**DOCUMENT**.
══════════
Great job Lucy!  Nice babies!


----------



## EggsForIHOP (Feb 17, 2012)

The only downfall to little white goats is that the Triodine stuff GETS EVERYWHERE and they are a HUGE obvious mess!  Look at those iodine stains all over the little fellas!


----------



## TTs Chicks (Feb 17, 2012)




----------



## vermillionoaks (Feb 17, 2012)

Congrats on the cuties!!!


----------



## poorboys (Feb 17, 2012)

congrats on the boys!!!


----------



## bonbean01 (Feb 17, 2012)

Yay LUCY!!!  I've been watching and watching this thread and I'm so glad she safely birthed!!!  Adorable beautiful little babies


----------



## autumnprairie (Feb 17, 2012)

Congrats


----------



## jodief100 (Feb 17, 2012)

They are cute!!!  Congratulations.


----------



## PotterWatch (Feb 17, 2012)

Cute babies!


----------



## EggsForIHOP (Feb 17, 2012)

Thank you everyone 

One question...am I a REALLY pitiful foster mother if I still can't really tell them apart?  I had to mark Crisco with a black permanent marker X to tell him apart from Casper after I realized this afternoon I had NO CLUE who had a bottle and who hadn't yet!  BAD BAD me! DH came home from work, took one look, and asked "What's wrong with that one?" When I told him it was to tell them apart he LAUGHED at me!  Like I'm not already frazzled to start!
══════════
**EXERCISE INPUTS**.
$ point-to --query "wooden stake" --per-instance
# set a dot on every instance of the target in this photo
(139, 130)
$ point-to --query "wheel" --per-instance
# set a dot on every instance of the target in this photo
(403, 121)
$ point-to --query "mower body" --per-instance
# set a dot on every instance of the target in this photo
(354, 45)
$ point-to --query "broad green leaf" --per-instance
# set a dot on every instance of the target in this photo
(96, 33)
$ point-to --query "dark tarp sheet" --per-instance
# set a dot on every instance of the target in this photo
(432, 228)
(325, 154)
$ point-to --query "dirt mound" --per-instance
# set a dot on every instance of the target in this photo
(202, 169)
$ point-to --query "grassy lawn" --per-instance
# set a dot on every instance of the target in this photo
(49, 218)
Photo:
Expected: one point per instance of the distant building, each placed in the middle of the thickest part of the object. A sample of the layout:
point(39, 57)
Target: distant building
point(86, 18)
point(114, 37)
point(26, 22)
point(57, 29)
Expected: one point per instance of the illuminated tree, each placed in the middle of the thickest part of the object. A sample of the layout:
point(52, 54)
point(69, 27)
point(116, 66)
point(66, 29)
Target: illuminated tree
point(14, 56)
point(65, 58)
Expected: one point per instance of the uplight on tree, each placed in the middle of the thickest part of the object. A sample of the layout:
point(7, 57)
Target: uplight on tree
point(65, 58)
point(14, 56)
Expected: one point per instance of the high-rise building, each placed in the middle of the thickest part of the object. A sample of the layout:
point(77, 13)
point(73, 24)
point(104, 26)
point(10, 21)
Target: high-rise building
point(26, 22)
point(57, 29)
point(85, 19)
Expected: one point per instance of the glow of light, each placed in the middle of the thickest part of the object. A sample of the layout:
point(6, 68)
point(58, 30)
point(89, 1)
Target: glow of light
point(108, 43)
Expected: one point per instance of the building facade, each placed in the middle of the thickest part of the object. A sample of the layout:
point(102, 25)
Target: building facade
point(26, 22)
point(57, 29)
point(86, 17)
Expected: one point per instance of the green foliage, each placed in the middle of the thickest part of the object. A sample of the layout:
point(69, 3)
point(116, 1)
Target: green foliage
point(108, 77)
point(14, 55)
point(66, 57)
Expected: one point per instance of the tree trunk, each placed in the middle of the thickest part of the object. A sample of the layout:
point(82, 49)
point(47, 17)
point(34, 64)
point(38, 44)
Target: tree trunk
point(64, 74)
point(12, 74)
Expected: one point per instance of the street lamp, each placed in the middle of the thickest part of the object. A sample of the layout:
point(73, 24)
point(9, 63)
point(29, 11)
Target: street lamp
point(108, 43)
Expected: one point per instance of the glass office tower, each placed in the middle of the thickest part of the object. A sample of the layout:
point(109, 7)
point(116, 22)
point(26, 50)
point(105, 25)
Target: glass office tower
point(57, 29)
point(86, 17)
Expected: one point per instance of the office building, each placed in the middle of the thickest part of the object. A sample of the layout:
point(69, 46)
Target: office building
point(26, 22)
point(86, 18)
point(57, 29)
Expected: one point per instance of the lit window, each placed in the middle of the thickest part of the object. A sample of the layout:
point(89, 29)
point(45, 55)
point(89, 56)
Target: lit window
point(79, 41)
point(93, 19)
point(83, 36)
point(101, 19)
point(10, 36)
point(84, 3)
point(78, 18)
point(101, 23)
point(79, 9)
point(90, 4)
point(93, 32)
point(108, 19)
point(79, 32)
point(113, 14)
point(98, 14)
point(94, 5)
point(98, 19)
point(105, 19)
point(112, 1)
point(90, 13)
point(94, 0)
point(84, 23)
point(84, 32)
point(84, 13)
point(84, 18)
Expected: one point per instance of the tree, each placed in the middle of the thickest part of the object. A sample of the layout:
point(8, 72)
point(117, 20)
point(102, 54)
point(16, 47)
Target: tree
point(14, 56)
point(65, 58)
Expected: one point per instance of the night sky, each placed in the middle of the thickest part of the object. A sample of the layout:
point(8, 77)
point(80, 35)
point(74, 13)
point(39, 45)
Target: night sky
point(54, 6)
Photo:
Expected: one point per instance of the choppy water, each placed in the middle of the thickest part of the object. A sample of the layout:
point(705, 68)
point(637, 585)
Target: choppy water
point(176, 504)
══════════
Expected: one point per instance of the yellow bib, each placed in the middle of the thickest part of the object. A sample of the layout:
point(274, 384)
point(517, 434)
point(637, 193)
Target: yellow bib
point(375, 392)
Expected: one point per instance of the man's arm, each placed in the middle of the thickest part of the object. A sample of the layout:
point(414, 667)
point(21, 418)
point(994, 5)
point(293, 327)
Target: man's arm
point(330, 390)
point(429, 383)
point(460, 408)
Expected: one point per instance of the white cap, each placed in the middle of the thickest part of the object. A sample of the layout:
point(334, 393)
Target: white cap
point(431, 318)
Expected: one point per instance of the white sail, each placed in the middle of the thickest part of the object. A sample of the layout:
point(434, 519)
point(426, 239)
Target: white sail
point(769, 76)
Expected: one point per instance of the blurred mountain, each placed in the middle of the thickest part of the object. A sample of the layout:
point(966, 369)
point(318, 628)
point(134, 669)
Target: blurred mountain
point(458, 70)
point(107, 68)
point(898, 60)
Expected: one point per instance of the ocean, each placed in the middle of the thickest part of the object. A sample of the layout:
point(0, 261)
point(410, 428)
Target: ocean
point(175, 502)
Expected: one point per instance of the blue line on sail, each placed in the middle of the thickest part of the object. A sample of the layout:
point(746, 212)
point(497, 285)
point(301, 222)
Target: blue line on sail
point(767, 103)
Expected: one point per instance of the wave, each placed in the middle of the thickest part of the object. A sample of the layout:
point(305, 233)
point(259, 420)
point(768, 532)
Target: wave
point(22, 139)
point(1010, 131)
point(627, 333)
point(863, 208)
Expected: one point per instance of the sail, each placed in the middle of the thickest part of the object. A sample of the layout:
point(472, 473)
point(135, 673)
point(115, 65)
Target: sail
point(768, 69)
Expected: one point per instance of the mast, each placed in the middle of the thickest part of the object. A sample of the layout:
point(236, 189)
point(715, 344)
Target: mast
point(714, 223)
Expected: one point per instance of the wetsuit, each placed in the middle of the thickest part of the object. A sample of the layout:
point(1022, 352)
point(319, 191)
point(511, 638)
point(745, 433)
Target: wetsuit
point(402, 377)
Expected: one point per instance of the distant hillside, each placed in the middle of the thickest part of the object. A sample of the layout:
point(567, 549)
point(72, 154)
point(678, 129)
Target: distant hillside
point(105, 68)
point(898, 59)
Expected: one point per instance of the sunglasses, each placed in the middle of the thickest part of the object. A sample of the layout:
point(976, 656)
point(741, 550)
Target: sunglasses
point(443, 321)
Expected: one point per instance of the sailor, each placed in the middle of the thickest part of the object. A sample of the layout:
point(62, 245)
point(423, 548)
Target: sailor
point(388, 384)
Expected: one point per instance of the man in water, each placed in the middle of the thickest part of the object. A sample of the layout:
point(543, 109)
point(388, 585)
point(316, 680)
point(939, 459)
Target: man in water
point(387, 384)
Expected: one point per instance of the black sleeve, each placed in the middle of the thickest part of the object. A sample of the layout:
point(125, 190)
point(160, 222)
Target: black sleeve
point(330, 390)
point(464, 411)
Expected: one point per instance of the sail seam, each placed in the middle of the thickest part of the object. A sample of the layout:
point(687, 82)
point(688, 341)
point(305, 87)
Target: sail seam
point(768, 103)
══════════
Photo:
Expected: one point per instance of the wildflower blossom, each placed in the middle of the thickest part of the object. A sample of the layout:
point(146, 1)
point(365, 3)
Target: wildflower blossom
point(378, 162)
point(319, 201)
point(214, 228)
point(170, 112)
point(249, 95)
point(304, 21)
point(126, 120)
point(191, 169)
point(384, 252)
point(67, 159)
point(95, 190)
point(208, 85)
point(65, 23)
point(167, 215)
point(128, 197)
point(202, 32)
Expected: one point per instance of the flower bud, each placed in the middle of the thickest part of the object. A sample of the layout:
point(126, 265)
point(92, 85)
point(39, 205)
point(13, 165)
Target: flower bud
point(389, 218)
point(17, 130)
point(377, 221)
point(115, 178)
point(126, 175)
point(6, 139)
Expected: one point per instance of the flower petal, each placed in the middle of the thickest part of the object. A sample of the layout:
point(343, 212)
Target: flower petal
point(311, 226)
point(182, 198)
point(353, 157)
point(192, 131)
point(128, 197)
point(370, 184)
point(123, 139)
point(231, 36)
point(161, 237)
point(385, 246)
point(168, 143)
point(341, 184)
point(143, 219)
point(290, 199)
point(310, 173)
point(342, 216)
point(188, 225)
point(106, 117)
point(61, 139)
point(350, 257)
══════════
**BRIEF 1**.
Reproduce the records from the line with "Expected: one point per instance of the wetsuit, each" to the line with "point(768, 103)", keeping every line as it stands.
**BRIEF 2**.
Resume the forum thread about the newborn goat kids, picking up after its last post.

**REPLY 1**.
Expected: one point per instance of the wetsuit, each placed in the middle of the thickest part of the object. A sample of the layout:
point(1022, 352)
point(319, 191)
point(511, 638)
point(745, 433)
Target: wetsuit
point(402, 377)
Expected: one point per instance of the distant hillside, each placed in the middle of the thickest part of the object. A sample of the layout:
point(567, 549)
point(72, 154)
point(678, 129)
Target: distant hillside
point(105, 68)
point(898, 59)
Expected: one point per instance of the sunglasses, each placed in the middle of the thickest part of the object. A sample of the layout:
point(976, 656)
point(741, 550)
Target: sunglasses
point(443, 321)
Expected: one point per instance of the sailor, each placed in the middle of the thickest part of the object. A sample of the layout:
point(62, 245)
point(423, 548)
Target: sailor
point(388, 384)
Expected: one point per instance of the man in water, each placed in the middle of the thickest part of the object. A sample of the layout:
point(543, 109)
point(388, 585)
point(316, 680)
point(939, 459)
Target: man in water
point(387, 384)
Expected: one point per instance of the black sleeve, each placed in the middle of the thickest part of the object. A sample of the layout:
point(125, 190)
point(160, 222)
Target: black sleeve
point(330, 390)
point(464, 411)
Expected: one point per instance of the sail seam, each placed in the middle of the thickest part of the object. A sample of the layout:
point(687, 82)
point(688, 341)
point(305, 87)
Target: sail seam
point(768, 103)

**REPLY 2**.
----------



## Mamaboid (Feb 18, 2012)

EggsForIHOP said:
			
		

> Thank you everyone
> 
> One question...am I a REALLY pitiful foster mother if I still can't really tell them apart?  I had to mark Crisco with a black permanent marker X to tell him apart from Casper after I realized this afternoon I had NO CLUE who had a bottle and who hadn't yet!  BAD BAD me! DH came home from work, took one look, and asked "What's wrong with that one?" When I told him it was to tell them apart he LAUGHED at me!  Like I'm not already frazzled to start!


We had trouble with our little white ones when they were first born also.  But luckily, one of the two that look identical at first glance has black knees so it got easier.  I got tired of picking up his tail at first.


----------



## jodief100 (Feb 18, 2012)

I keep getting mine all mixed up.  The white ones I get mixed up and them yesterday I was mixing up all the brown with white ones, even though they have slightly different patterns.  

I am going to have to ear tag everyone early.  

They are adorable!


----------



## Queen Mum (Feb 18, 2012)

Just get little cat collars in different colors.  It works really well.  Then you can call them pink, green, blue, orange, yellow, etc.


----------



## ksalvagno (Feb 18, 2012)

Very cute! Congratulations!


----------



## EggsForIHOP (Feb 18, 2012)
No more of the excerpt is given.